— START DATASET EXTRACT —

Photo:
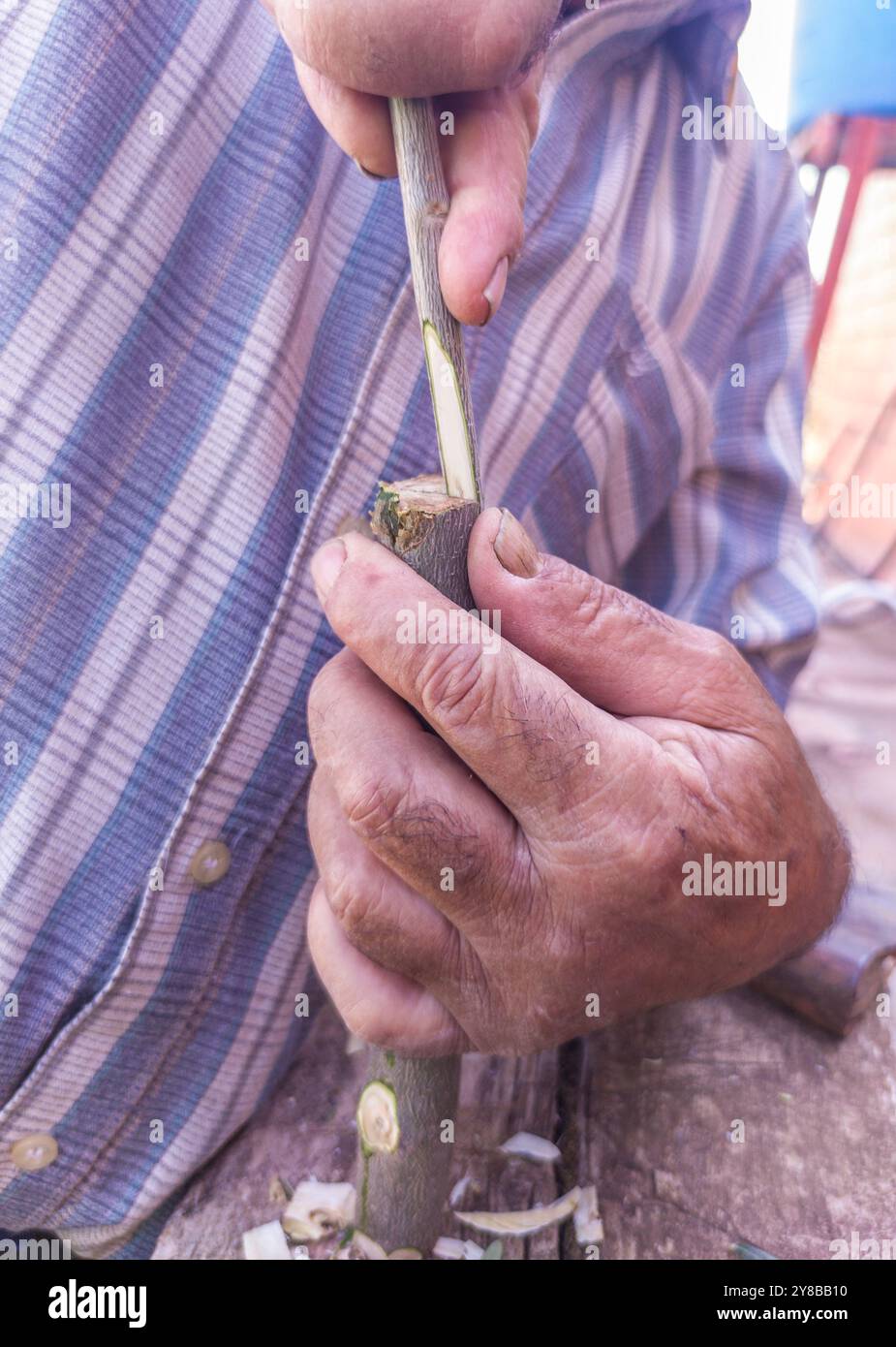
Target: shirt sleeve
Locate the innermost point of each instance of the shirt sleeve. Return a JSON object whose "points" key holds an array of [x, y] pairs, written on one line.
{"points": [[743, 503]]}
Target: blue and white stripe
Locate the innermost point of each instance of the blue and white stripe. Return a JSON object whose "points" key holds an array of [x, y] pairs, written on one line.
{"points": [[144, 242]]}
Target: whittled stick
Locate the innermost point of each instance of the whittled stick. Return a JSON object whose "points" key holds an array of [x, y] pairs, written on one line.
{"points": [[404, 1150]]}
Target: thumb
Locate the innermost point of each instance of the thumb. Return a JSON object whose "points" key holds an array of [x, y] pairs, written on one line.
{"points": [[623, 655], [485, 170]]}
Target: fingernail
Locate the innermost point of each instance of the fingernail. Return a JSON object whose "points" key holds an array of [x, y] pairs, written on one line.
{"points": [[367, 172], [515, 549], [493, 293], [326, 565]]}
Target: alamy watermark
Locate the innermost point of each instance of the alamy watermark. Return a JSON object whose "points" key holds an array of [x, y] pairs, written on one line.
{"points": [[17, 1249], [426, 625], [855, 1247], [37, 500], [861, 500], [736, 880], [724, 121]]}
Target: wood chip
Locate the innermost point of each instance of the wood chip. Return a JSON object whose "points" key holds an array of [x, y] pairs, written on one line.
{"points": [[522, 1222], [531, 1147], [457, 1250], [265, 1243], [317, 1209], [586, 1218]]}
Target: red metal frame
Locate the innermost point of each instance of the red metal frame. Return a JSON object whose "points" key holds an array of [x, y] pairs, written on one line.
{"points": [[860, 155]]}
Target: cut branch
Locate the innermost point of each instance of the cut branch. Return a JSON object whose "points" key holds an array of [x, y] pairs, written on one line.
{"points": [[404, 1156]]}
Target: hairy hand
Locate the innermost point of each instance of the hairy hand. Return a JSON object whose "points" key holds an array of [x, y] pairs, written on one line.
{"points": [[484, 61], [538, 867]]}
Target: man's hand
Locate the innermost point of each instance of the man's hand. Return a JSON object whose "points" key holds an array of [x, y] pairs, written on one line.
{"points": [[537, 867], [484, 58]]}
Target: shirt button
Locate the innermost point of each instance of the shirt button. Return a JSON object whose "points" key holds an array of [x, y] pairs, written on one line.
{"points": [[210, 862], [34, 1152]]}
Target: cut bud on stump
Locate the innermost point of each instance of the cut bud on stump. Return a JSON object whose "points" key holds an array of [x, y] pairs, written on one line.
{"points": [[429, 529], [404, 1164]]}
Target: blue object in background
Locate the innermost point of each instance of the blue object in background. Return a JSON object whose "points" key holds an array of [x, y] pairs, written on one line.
{"points": [[844, 59]]}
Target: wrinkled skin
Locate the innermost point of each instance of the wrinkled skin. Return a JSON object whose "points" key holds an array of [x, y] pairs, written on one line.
{"points": [[484, 61], [568, 872]]}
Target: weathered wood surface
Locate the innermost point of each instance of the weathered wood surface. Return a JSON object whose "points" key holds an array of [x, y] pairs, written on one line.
{"points": [[645, 1111]]}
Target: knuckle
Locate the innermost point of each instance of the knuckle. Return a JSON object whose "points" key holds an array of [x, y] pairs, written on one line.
{"points": [[354, 898], [324, 695], [455, 686], [372, 804], [368, 1021]]}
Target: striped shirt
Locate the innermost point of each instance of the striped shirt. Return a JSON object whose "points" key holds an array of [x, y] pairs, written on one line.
{"points": [[210, 352]]}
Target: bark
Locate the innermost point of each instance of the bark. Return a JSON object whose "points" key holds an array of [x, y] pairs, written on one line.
{"points": [[404, 1146]]}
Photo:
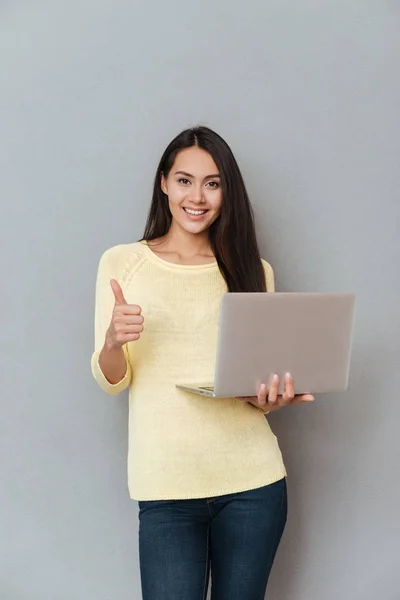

— END DATASET EXTRACT —

## REQUIREMENT
Quote everything from the line containing "Target: bark" down to the last of the lines, both ends included, and leave the pictures out of your answer.

## TASK ANSWER
Target: bark
Locate the innermost point of each instance of the bark. Return a JSON object whose "points" key holds an array of [x, y] pairs, written on one line.
{"points": [[404, 1146]]}
Photo:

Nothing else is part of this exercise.